> Exercise prompt
The book review below names the outside threats that plants produce phytonutrients to defend against. List them.

--- Exercise passage Enclosed Below ---

After listening to a radio interview on NPR News with our Vashon Island local Jo Robinson, I was intrigued and compelled to read her nationally acclaimed book “Eating on the Wild Side” the missing link to optimum health. The ideas presented in the interview though not entirely new, were an incredibly fresh and scientifically researched take on the origins of our food and the argument that food really is the best medicine. It points to us, a consumer based society that has swapped unknowingly our bodies state of health for mass scale production and convenience and have characteristically chosen food to grow in mass that stores longer and transports better, leaving the fruits and vegetables with the most phytonutrient value behind.
Her interview was hopeful though, rather than gloomy with practical advice on fruit and vegetable selection and preparation to get the most powerfully dense nutritional value from what we eat and prepare for our families.
My first eye and mind opener came when she mentioned the preparation of garlic, which is one of my favorite staples to cook with. (My husband and I could make up a batch of garlic butter and eat it with a crusty baguette and call it dinner). Scientifically there is an important chain reaction that occurs when you slice or crush garlic. There are two enzymes separated in the bulb by its veining. Alicine and Alinine, once the structure has been broken a chemical reaction occurs between the two and the carcinogen fighting enzyme Aline develops. The cancer fighting property of the bulb that we all would like the benefit of. It takes 10 minutes to fully develop once crushed or chopped. If you are eating it raw this is not an issue but if you are cooking and you throw it straight into the pot or heat you have halted the chemical reaction and with it all of its medicinal properties. Whilst I love the taste of garlic I certainly would like the medicinal properties as well. So her advice is to leave it set 10 minutes before cooking. I figure, just plan ahead and reap the rewards.
Now after hearing this one habit changing piece of information, my mind curios as to what else I might be missing that would change my life, I went straight out to get this book.
For me, who is invested in a life of Organic Gardening, knew this book would make sense, but I was not prepared for just how much sense she would bring to the table. I was delighted then by how broadened my knowledge became and how it enforced key reasoning in the argument for local, fresh and organic produce.
Whilst quite a few of us reason, that the less hard to break down chemicals we apply to our crops and then eat the better, there is another lesser known aspect to this. Robinson explains that many scientific studies have found that the phytonutrients that are found in our crops are produced naturally as the plants defense against outside attack from UV rays, insects and predators. This is carried on to us when we consume the produce, boosting our own defenses. When crops are commercially grown they are usually doused with chemicals to keep the plant insect and pest free, weed free and blemish free. As a consumer we are used to seeing absolutely perfect produce. This though reduces the phytonutrient value of the crop because they did not have to work to create them within their system to survive. So we have then weakened the plant. This was another take on nutrition for me, Wow, what a way to look at it!
She not only talks about the way we are growing food now but really gives a complete history and origin of many of our crop cultivars and how to choose ones to grow, buy and cook that are closest to the original wild and native varieties with the highest nutritional value.
She doesn’t stop there though, she also provides information on the best cooking methods for retaining and enhancing the nutrients available in these foods. I had always had this underlying unconscious belief that raw was always the best way to eat our foods. This was put to question for me when she talks about scientific findings that carrots amongst other things are actually nutritionally enhanced by cooking with a healthy oil like olive or coconut oil. She also gives tips on food storage to keep these crops the longest at their optimal nutrition level.
This book has definitely inspired me and I hope it will you as well, whether you want to take on a quest for planting old fruit cultivars or simply shop smarter at your local supermarket, you will find an upbeat, hopeful journey and guide to “Eating on the Wild Side”.

--- End of Enclosed Exercise passage ---
--- Data for review Enclosed Below ---

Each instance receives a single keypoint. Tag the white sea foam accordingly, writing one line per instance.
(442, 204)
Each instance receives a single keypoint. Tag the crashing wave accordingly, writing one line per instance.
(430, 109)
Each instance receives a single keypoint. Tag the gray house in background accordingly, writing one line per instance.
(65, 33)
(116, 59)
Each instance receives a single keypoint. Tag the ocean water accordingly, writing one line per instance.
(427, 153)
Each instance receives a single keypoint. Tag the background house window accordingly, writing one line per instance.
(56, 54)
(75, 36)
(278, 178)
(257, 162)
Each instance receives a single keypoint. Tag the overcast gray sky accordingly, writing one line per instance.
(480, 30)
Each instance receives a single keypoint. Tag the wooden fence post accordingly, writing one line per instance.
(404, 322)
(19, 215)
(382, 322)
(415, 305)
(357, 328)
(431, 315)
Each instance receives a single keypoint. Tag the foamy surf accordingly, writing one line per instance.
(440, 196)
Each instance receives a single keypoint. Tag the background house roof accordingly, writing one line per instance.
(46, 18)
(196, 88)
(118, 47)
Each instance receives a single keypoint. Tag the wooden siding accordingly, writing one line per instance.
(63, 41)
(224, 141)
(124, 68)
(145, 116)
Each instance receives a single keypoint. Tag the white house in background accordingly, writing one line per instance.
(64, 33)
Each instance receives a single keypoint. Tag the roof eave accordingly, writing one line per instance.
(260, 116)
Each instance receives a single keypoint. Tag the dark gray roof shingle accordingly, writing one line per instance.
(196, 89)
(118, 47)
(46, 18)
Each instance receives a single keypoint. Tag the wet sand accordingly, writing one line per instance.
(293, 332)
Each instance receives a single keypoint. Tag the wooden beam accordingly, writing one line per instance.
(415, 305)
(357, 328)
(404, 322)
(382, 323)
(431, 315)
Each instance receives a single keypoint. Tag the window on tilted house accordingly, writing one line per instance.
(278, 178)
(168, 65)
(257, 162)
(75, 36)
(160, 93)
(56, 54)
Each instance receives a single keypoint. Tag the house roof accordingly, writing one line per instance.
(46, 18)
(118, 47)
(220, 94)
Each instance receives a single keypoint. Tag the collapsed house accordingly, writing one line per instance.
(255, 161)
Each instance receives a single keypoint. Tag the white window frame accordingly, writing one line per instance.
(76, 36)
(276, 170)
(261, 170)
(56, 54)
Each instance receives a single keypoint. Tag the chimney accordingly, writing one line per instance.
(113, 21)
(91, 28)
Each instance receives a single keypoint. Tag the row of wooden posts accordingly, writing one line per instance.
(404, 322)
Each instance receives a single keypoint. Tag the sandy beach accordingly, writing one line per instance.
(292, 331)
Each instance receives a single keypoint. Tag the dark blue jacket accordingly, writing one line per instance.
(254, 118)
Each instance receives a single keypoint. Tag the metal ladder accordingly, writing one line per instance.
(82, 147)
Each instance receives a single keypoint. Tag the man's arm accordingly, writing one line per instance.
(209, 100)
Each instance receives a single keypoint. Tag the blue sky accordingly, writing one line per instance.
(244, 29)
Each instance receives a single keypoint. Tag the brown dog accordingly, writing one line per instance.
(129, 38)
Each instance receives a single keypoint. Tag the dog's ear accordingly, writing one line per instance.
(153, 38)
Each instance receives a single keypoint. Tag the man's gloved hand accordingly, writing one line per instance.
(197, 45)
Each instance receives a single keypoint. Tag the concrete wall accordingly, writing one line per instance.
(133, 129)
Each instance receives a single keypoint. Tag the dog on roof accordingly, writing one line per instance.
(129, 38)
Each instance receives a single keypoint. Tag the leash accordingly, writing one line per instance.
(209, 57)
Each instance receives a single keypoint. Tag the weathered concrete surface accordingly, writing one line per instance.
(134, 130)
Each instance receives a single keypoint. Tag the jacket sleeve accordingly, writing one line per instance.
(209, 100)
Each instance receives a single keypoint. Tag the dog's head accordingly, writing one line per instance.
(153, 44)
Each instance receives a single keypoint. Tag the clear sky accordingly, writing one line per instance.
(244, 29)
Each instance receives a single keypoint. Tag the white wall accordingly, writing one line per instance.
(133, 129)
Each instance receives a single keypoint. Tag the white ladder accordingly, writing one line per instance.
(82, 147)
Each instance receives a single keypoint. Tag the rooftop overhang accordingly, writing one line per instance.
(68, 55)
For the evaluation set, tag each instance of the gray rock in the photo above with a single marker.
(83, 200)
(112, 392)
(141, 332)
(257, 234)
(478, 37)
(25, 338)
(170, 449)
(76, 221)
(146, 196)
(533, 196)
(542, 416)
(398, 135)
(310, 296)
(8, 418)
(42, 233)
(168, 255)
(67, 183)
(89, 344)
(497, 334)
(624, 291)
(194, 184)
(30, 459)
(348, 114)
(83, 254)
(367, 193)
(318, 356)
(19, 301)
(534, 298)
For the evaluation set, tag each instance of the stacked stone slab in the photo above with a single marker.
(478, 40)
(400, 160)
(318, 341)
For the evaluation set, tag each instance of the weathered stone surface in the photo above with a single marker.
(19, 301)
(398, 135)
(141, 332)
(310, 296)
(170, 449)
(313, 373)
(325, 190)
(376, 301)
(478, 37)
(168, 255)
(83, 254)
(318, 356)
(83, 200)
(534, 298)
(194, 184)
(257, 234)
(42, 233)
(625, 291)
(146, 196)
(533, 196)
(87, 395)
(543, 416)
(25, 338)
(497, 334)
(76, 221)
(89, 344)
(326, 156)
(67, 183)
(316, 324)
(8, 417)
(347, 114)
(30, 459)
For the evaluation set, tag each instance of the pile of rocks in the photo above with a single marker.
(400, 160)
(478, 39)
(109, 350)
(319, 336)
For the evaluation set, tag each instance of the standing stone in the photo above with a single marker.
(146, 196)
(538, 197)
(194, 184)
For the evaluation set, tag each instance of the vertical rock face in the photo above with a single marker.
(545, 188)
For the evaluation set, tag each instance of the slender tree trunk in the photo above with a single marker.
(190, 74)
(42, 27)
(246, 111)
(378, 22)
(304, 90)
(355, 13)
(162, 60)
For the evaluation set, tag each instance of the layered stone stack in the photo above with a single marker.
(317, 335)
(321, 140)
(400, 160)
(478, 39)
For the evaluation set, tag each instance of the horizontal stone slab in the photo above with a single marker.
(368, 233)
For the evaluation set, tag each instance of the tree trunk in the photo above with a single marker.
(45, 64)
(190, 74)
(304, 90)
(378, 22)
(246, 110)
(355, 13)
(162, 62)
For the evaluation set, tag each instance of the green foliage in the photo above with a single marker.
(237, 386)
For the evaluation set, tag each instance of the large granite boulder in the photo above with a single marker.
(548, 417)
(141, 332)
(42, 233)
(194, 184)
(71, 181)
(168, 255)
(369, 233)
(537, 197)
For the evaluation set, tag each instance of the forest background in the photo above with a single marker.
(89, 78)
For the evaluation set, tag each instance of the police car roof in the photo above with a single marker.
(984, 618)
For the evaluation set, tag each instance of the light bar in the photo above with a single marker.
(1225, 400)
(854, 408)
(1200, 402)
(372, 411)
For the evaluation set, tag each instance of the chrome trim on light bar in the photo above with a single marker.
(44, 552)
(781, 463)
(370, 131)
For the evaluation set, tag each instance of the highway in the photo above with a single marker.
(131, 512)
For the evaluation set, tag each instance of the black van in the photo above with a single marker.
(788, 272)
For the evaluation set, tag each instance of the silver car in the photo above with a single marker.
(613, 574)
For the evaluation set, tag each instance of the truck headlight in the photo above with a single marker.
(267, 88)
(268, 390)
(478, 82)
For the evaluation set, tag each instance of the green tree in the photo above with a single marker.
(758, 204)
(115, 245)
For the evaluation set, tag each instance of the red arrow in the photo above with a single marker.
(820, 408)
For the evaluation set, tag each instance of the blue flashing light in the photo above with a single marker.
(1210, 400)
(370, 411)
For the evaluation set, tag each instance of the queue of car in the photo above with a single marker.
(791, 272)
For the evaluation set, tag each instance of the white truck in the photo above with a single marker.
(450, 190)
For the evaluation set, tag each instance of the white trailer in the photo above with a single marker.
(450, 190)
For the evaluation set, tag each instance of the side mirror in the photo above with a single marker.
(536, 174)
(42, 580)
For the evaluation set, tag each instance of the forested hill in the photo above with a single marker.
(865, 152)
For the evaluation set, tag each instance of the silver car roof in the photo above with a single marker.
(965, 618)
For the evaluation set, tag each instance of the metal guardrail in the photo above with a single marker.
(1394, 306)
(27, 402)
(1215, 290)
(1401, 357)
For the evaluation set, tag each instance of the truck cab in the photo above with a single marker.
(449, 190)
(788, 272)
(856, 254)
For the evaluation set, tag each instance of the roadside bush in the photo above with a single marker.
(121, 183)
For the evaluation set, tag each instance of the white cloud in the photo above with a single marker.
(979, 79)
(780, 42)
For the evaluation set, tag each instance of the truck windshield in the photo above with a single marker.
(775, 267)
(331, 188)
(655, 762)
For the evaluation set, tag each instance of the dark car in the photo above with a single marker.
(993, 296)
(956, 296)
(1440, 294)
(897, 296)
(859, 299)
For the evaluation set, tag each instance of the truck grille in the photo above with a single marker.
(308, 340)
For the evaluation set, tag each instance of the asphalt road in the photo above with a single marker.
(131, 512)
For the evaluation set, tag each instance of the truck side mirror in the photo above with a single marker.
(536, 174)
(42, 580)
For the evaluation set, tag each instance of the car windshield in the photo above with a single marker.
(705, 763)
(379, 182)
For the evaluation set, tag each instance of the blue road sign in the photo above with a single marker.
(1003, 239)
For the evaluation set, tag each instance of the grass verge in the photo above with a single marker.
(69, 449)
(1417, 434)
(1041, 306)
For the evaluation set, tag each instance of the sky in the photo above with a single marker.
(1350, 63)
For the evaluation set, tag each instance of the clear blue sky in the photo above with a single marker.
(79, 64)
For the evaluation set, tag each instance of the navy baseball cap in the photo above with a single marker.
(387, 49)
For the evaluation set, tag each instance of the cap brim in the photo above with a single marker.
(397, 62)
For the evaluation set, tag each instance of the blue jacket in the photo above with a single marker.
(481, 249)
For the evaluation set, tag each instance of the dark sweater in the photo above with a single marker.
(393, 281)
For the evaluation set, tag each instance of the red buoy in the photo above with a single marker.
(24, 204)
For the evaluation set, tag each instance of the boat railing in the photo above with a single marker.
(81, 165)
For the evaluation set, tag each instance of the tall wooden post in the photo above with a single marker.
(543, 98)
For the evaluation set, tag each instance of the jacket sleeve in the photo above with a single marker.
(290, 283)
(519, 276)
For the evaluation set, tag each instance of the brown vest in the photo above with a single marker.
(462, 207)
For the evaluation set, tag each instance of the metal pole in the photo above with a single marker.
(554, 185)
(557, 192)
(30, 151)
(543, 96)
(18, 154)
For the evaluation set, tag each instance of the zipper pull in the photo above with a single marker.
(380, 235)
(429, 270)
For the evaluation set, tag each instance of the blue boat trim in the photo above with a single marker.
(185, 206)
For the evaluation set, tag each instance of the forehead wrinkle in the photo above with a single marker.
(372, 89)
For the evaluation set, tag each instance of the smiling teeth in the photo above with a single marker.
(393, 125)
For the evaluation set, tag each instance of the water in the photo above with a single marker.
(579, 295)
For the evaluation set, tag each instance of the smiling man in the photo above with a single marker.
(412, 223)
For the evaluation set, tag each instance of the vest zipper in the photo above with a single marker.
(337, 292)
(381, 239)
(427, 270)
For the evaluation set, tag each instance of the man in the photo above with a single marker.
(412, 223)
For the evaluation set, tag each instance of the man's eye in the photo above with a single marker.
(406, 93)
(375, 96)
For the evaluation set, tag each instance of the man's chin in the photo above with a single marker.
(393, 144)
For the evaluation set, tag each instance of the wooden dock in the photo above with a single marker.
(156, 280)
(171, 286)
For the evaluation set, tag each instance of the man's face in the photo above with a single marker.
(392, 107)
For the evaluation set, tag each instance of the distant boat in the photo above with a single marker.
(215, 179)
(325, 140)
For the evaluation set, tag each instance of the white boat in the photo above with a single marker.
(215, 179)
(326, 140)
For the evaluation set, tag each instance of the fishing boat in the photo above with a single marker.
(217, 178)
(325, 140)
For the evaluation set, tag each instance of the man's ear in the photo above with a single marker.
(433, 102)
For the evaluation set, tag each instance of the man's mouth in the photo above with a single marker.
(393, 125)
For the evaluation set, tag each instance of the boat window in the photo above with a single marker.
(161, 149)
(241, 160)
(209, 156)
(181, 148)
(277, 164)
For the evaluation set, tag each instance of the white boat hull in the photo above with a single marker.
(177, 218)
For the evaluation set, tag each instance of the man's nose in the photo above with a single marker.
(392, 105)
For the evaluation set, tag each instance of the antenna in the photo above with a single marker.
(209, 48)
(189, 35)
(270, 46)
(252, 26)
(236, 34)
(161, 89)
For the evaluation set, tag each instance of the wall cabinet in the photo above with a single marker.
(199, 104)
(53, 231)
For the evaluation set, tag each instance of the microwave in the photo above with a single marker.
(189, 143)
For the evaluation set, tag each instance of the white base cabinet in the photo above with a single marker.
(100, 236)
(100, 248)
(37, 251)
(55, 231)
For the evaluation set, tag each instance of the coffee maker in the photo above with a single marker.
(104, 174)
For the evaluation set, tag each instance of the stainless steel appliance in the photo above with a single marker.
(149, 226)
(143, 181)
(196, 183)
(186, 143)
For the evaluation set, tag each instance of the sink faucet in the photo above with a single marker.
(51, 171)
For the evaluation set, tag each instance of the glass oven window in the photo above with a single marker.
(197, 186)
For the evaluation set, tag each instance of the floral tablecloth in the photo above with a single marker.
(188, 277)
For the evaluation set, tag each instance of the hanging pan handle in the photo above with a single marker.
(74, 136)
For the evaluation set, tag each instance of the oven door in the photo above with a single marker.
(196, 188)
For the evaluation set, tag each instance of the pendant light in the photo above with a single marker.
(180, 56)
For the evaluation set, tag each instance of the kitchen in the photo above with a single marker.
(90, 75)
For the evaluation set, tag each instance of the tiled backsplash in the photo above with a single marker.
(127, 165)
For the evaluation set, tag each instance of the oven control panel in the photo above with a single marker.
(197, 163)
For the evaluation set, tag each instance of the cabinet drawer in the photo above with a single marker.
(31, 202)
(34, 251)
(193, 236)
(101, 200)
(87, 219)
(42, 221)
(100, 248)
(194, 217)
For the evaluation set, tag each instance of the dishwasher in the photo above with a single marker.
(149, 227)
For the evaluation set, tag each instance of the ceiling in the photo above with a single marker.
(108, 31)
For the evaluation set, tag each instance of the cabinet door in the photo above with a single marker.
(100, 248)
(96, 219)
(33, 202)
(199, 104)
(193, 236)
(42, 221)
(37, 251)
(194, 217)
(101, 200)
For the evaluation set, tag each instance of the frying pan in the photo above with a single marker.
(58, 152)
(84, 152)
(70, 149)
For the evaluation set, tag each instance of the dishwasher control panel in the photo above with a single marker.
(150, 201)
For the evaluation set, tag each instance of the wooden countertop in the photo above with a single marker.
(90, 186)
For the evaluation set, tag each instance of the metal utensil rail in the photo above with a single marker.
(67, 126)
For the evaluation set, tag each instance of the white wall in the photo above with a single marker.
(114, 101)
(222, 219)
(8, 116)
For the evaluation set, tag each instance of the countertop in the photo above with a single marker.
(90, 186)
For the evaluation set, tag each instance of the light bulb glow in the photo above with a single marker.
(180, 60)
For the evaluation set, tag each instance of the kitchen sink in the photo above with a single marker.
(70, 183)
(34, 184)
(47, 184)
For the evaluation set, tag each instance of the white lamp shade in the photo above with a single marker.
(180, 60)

--- End of Enclosed Data for review ---

> Solution for this exercise
UV rays, insects, predators